The problem.
Work through the listing below, copying each line that carries the word "crowd".

Content starts

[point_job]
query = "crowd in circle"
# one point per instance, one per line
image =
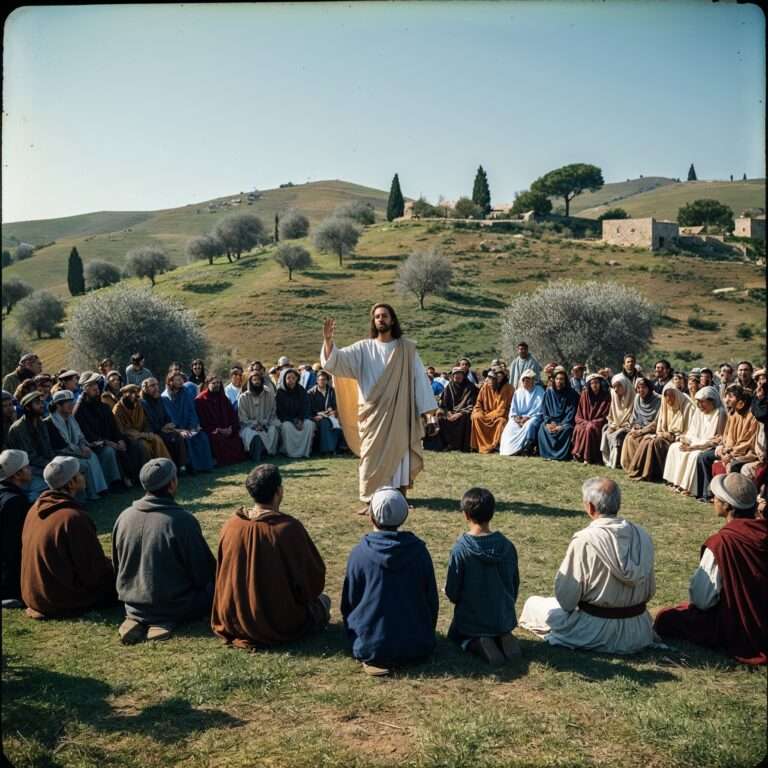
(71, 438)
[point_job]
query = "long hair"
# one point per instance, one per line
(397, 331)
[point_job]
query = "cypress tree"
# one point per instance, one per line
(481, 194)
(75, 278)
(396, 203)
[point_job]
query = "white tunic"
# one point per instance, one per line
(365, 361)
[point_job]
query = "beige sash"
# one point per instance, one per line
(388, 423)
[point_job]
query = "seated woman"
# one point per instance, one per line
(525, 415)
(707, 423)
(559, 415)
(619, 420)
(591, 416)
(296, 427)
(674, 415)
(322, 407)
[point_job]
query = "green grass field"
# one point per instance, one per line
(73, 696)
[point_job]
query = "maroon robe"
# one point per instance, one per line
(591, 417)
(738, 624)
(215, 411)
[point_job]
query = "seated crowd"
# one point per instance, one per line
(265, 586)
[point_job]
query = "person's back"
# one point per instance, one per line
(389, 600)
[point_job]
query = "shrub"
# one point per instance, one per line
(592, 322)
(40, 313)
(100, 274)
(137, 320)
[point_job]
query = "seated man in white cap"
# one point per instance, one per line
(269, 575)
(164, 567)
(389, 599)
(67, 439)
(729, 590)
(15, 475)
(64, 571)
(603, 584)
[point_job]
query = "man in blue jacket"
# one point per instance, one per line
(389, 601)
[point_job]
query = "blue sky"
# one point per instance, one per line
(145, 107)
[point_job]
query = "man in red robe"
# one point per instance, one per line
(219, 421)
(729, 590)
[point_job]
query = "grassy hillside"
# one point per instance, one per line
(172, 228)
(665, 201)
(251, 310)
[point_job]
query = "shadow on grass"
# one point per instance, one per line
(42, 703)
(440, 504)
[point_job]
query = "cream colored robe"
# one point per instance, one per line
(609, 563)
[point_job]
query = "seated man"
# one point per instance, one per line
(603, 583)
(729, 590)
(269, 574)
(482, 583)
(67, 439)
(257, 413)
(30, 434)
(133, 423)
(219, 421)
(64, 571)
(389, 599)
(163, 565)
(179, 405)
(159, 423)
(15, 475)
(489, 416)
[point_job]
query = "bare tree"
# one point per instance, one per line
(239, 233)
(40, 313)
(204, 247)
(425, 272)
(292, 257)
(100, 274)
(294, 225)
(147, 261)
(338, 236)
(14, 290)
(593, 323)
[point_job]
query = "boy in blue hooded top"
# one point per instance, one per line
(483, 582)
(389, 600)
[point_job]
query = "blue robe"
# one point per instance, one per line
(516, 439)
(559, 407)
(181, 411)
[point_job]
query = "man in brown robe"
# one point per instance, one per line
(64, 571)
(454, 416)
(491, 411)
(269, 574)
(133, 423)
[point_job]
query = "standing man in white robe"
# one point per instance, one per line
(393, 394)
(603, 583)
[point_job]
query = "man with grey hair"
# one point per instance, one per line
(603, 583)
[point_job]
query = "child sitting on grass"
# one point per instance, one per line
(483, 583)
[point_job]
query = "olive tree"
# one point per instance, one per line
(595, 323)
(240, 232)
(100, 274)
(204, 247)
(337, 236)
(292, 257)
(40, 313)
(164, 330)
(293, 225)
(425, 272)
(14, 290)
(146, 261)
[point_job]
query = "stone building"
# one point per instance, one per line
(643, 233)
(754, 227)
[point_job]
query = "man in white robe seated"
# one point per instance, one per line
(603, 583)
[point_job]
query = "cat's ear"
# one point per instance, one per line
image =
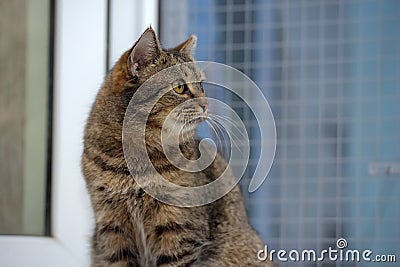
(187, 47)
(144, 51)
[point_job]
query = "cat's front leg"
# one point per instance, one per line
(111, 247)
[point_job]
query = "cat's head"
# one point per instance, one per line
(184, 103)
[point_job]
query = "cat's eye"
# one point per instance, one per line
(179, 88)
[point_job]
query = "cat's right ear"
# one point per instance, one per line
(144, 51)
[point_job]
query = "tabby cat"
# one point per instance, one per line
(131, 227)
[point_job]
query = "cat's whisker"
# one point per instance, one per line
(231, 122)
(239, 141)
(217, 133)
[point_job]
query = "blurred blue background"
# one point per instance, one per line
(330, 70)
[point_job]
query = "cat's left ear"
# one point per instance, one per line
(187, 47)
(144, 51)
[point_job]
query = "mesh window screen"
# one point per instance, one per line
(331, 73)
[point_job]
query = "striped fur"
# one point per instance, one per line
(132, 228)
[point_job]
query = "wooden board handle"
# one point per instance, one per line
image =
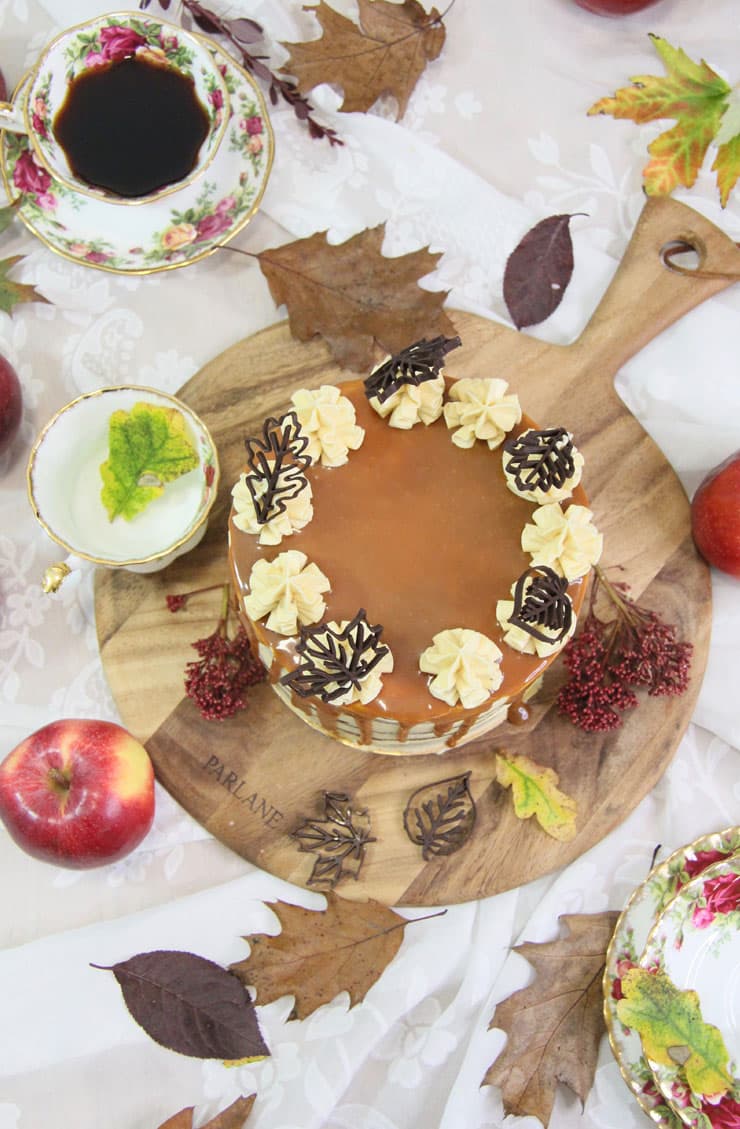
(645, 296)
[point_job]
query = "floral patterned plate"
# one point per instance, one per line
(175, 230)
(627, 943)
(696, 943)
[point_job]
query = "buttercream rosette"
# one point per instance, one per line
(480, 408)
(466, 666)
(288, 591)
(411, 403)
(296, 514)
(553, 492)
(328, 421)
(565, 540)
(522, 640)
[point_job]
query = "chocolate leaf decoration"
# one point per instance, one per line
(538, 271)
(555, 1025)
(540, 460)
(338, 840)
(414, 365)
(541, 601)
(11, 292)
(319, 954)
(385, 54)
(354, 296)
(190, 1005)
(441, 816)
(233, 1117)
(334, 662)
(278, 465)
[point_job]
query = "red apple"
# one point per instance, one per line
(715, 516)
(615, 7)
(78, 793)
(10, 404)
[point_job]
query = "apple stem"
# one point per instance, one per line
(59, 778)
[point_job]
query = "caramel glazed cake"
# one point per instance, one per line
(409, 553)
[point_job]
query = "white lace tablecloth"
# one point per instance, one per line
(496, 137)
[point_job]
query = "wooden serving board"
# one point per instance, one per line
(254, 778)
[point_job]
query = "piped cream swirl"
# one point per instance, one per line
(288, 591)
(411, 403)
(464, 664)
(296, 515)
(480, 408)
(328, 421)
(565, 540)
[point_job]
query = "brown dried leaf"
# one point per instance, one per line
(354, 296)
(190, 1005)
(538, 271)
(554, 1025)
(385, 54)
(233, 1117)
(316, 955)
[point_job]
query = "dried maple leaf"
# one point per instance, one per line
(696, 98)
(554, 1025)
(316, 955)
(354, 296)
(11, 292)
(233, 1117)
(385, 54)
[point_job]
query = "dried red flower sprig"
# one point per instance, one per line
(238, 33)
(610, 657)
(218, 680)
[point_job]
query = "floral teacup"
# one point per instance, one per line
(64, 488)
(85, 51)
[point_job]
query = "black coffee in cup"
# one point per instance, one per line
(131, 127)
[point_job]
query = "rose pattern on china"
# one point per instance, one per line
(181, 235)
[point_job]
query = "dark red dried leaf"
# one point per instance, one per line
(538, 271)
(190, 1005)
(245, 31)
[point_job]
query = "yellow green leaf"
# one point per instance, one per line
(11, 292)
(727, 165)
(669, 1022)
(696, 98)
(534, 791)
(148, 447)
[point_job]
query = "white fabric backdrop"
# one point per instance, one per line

Content ends

Result of this exercise.
query = "crowd in circle"
query = "seated crowd"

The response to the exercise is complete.